* _SOURCE RECORDS_
○ ○ ○ ○ ○ ○ ○
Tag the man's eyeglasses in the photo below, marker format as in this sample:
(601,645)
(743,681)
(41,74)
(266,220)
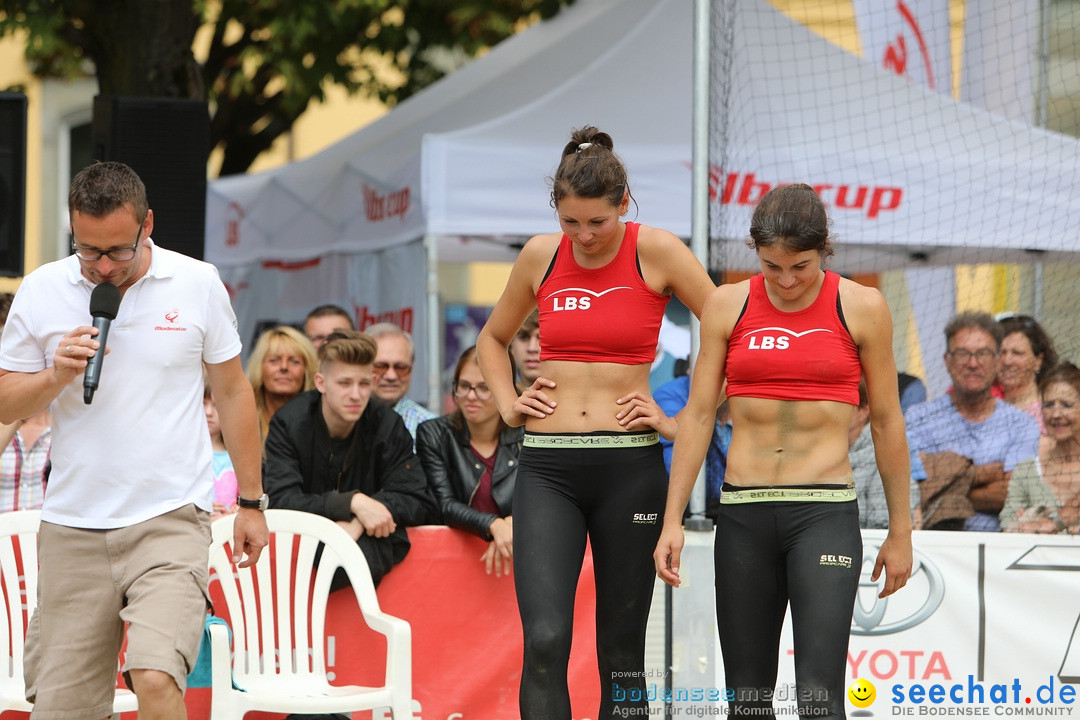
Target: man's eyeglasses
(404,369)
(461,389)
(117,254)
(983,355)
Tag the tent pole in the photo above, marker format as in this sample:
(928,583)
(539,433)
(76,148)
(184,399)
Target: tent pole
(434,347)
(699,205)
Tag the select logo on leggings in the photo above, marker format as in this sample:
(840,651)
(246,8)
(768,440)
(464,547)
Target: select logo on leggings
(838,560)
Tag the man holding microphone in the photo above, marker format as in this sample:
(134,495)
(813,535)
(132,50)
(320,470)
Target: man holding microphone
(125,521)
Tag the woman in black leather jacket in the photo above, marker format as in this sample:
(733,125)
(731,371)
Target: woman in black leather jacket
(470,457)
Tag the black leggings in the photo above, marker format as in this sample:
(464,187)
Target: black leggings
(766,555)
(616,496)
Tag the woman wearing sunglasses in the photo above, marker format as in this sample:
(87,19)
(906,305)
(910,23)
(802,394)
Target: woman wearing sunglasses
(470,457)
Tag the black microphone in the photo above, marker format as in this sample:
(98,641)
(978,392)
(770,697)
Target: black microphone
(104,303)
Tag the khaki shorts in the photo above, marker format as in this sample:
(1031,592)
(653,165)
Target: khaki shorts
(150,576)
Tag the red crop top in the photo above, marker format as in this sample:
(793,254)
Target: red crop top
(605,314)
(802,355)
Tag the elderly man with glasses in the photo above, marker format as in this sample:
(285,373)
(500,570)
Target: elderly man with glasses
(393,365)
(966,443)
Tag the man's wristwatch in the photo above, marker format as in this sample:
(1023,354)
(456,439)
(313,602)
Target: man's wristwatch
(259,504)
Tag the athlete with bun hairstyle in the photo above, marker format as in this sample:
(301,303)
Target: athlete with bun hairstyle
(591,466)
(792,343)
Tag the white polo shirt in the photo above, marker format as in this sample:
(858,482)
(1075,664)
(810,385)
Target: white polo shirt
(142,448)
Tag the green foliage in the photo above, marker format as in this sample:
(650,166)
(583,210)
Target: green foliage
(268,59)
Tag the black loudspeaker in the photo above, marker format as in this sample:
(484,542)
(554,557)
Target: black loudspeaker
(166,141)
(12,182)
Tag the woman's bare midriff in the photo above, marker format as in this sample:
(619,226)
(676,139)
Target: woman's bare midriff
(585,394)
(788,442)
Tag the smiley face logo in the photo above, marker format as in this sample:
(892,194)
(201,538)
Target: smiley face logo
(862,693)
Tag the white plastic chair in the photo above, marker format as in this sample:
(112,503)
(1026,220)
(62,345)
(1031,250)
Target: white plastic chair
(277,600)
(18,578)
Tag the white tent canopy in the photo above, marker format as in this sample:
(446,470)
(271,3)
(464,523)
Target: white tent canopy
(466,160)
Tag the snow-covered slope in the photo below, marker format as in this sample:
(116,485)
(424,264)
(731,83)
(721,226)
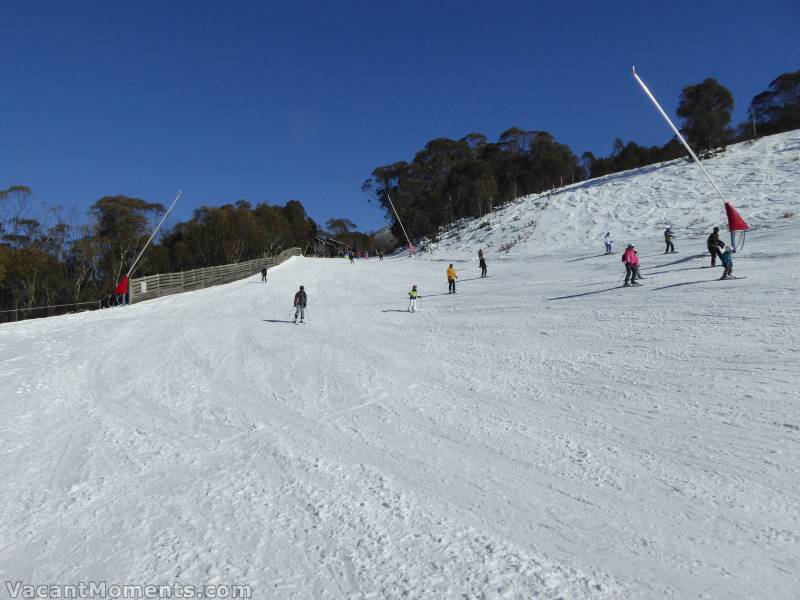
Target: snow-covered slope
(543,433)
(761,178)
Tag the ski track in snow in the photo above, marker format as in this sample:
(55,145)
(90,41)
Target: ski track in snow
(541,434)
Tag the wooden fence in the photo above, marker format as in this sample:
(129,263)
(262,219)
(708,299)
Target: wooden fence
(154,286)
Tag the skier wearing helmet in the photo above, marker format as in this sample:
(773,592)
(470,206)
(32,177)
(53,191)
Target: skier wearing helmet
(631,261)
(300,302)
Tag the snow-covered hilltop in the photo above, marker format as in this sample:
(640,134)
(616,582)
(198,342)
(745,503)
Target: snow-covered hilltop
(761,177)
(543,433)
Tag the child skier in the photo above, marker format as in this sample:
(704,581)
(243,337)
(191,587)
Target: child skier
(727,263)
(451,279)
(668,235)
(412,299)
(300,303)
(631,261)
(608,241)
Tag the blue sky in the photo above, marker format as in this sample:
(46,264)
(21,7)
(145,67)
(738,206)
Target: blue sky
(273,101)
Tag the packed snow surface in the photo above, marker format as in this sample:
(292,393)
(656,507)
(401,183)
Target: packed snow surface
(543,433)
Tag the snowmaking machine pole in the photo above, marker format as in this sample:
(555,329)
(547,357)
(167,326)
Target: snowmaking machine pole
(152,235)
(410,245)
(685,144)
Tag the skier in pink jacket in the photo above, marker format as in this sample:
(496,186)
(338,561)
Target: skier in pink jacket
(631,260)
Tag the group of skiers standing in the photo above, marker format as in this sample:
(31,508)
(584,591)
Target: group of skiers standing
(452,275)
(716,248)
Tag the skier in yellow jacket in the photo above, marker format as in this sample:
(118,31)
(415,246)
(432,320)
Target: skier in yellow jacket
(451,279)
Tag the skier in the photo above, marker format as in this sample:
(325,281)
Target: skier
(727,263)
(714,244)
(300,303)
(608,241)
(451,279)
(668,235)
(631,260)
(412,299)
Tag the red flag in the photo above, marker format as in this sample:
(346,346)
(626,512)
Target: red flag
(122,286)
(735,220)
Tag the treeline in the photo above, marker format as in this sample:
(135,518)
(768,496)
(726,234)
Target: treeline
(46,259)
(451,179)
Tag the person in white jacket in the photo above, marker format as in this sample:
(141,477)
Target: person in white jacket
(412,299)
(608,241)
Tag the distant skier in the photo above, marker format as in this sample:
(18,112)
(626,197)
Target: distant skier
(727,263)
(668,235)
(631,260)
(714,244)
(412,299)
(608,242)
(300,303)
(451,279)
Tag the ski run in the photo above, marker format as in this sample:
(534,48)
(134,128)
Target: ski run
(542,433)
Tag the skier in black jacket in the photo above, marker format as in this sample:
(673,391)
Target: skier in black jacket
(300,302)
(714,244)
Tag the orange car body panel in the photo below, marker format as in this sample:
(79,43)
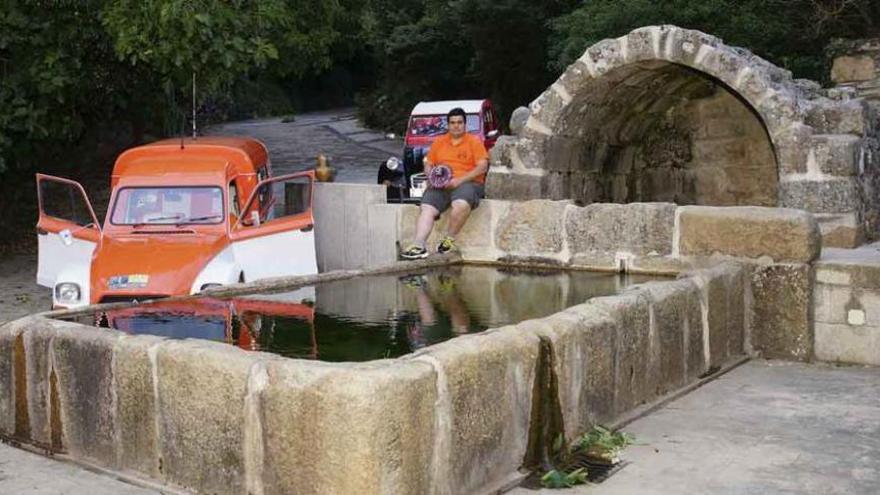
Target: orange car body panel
○ ○ ○ ○ ○ ○ ○
Please reproduce every one of the rows above word for word, leaving out the pictures.

* _FINAL RESULT_
Tag the man's eyeglasses in the photo below, marker format as in this sample:
(601,645)
(743,681)
(41,74)
(266,220)
Target: man's eyeglasses
(404,369)
(461,389)
(117,254)
(983,355)
Tag the tent pole in the photo above, marker format as in this sample:
(928,583)
(539,433)
(76,148)
(184,399)
Target: tent pole
(434,347)
(699,205)
Tag the select logo on leggings in the photo above, marker format as in this sample:
(840,651)
(246,8)
(768,440)
(464,547)
Target: select logo on leggings
(838,560)
Tag the man holding microphone in the photo above, marker format as in this sample:
(134,495)
(813,535)
(132,50)
(320,470)
Target: man holding microphone
(125,521)
Tag the woman in black leather jacket in the photo above, marker format as in this sample:
(733,125)
(731,371)
Target: woman in black leather jacket
(470,457)
Tag the black leggings in the photo above, marker format as in this sample:
(464,187)
Target: black leggings
(766,555)
(616,496)
Tag the woman wearing sunglasses in the photo above, marker format as in this sample:
(87,19)
(906,305)
(910,23)
(802,394)
Target: woman wearing sunglasses
(470,457)
Tag the black microphone in the photo above, marker format as in this sample:
(98,641)
(978,392)
(770,697)
Target: black microphone
(104,303)
Tag the khaki shorts in the photo above, marker format as in this sample:
(1031,592)
(653,165)
Target: khaki shorts
(150,576)
Tag the red crop top in the photo above, marker format as in this sample:
(793,254)
Target: red crop top
(605,314)
(802,355)
Tag the elderly man with glasses in the photo above, marker format as in this sample:
(285,373)
(500,570)
Target: elderly man with glasses
(393,365)
(966,443)
Tag the man's wristwatch in the photo above, marker format as in this sample:
(1023,354)
(456,439)
(313,602)
Target: man's wristwatch
(259,504)
Tag the athlete with bun hairstyle in the photo above, marker format as in this sample:
(301,303)
Target: athlete with bun hairstyle
(591,466)
(792,343)
Tag the white polo shirt in the photo above, marker format as in this sample:
(858,482)
(1075,664)
(810,385)
Target: white polo shirt
(142,448)
Tag the green foliage in the photo above, marker format as in this sample:
(650,166)
(583,210)
Target: green foliage
(268,59)
Tag the black loudspeaker in the photo above, marker format as in this sample:
(484,542)
(554,557)
Target: black loudspeaker
(166,141)
(12,182)
Tag the woman's bare midriff in the photo above, marker format as in this sample:
(619,226)
(676,139)
Target: woman's bare midriff
(585,394)
(788,442)
Tag the smiley face logo in the photo above, marker format as in this sample:
(892,194)
(201,538)
Target: smiley face logo
(862,693)
Tag the white plastic chair in the photo above, marker format as in this sample:
(112,503)
(1026,220)
(62,345)
(1031,250)
Target: white plastic chair
(277,600)
(18,578)
Tag the white tent canopy in the photo above, marker format as in this sample:
(446,470)
(271,3)
(464,523)
Target: white tent canopy
(466,160)
Tag the snow-covered slope in the photo below, marker format as in this sample:
(116,485)
(424,264)
(731,83)
(721,226)
Target: snow-covered slope
(543,433)
(761,178)
Tag the ski track in snow in the photo above, marker format as in this sample:
(55,145)
(90,41)
Target: ski track in snow
(541,434)
Tag the wooden fence in the photo above, marker format as in this sample:
(129,263)
(262,219)
(708,299)
Target: wooden fence
(154,286)
Tag the skier wearing helmet in the photo above, marker format as in this sample:
(773,592)
(470,206)
(32,177)
(53,191)
Target: skier wearing helmet
(631,261)
(300,302)
Tag the snow-covered hilltop in the photo above, marker format as in this sample:
(640,134)
(616,582)
(198,342)
(745,503)
Target: snow-covered hilltop
(761,177)
(543,433)
Tag the child skier in the photo above, marker format as in this sample:
(704,581)
(243,337)
(191,587)
Target: child skier
(727,263)
(451,279)
(668,235)
(412,299)
(300,303)
(631,261)
(608,241)
Tag the blue sky in the photo above, marker format as in this sample:
(46,264)
(21,7)
(145,67)
(738,206)
Target: blue sky
(273,101)
Tag the packed snow surface in the photo above, marker format as in this sample:
(292,393)
(656,507)
(401,183)
Target: packed snow surface
(543,433)
Tag the snowmaking machine pole in the photo above, marker format as in this sample:
(555,329)
(547,357)
(167,326)
Target: snowmaking machine pole
(152,235)
(410,245)
(685,144)
Tag the skier in pink jacket in the photo above, marker format as in this sample:
(496,186)
(338,561)
Target: skier in pink jacket
(631,260)
Tag the group of skiers standing in the photo above, marker format as in this sample:
(31,508)
(584,591)
Target: group of skiers standing
(452,275)
(716,248)
Tag the skier in yellow jacket in the photo above, marker format as in this sample:
(118,31)
(415,246)
(432,320)
Target: skier in yellow jacket
(451,279)
Tag the skier in the photo above, marker format as in this sample:
(325,281)
Target: skier
(727,263)
(714,244)
(300,303)
(608,241)
(451,279)
(668,235)
(631,260)
(412,299)
Tag the red flag in the photo above, marker format as in this sample:
(346,346)
(626,512)
Target: red flag
(122,286)
(735,220)
Tag the treeline in the photo above, marker format as in this sample:
(135,518)
(768,496)
(726,234)
Target: treeline
(46,259)
(451,179)
Tag the person in white jacket in the photo above, marker format as in this sample:
(141,477)
Target: person in white jacket
(412,299)
(608,241)
Tag the distant skier in the photo above, marker format as in this sample:
(18,112)
(626,197)
Target: distant skier
(727,263)
(668,235)
(631,260)
(714,244)
(412,299)
(608,242)
(300,303)
(451,279)
Tag the ski run in the photo above, marker format as in this sample:
(534,48)
(134,128)
Target: ski run
(542,433)
Tag the skier in black jacket in the photo above, marker format as in this sample:
(673,391)
Target: skier in black jacket
(300,302)
(714,244)
Tag the orange car body panel in the photo below, marker format as in this sample:
(79,43)
Target: orange car body panel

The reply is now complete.